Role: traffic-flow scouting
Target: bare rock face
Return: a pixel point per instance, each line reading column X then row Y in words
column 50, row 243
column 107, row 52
--
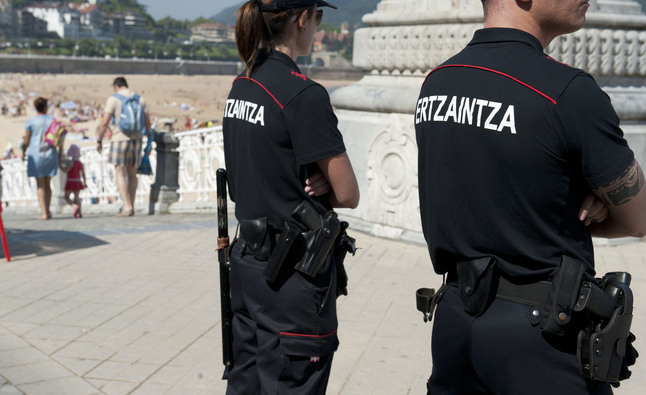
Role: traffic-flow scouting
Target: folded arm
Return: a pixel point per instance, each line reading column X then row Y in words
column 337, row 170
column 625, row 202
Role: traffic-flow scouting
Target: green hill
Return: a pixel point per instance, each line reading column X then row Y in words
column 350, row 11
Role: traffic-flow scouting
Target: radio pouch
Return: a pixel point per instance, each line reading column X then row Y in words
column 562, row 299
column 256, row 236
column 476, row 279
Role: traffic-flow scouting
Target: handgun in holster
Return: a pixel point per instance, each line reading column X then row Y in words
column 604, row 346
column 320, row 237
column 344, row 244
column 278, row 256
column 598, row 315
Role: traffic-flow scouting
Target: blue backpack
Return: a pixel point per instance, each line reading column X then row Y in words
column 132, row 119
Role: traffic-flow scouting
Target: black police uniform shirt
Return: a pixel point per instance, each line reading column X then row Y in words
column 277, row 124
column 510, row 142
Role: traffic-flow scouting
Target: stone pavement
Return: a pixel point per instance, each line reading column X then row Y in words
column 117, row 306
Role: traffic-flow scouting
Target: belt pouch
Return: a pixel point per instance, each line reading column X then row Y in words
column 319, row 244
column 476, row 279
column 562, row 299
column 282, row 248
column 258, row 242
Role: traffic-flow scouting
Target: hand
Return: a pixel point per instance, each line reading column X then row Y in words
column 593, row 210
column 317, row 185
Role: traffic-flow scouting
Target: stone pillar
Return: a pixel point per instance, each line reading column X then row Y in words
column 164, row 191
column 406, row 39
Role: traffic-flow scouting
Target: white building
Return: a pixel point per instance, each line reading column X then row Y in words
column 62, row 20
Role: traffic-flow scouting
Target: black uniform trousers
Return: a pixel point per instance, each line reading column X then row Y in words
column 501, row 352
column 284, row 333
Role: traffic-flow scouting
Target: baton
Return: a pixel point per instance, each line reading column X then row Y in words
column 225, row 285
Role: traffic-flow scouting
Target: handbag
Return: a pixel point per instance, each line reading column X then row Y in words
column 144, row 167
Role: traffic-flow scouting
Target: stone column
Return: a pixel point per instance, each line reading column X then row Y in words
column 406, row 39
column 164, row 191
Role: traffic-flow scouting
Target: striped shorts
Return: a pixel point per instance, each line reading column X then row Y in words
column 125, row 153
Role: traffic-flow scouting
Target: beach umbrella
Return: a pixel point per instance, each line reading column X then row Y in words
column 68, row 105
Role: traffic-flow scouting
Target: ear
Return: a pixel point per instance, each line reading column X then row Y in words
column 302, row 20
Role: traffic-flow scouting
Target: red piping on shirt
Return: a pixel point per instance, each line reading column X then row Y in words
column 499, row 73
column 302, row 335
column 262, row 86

◆ **Exercise**
Copy each line of the records that contains the word "black".

◆ **Result for this task**
Target: black police uniform shirt
Target: black uniform trousers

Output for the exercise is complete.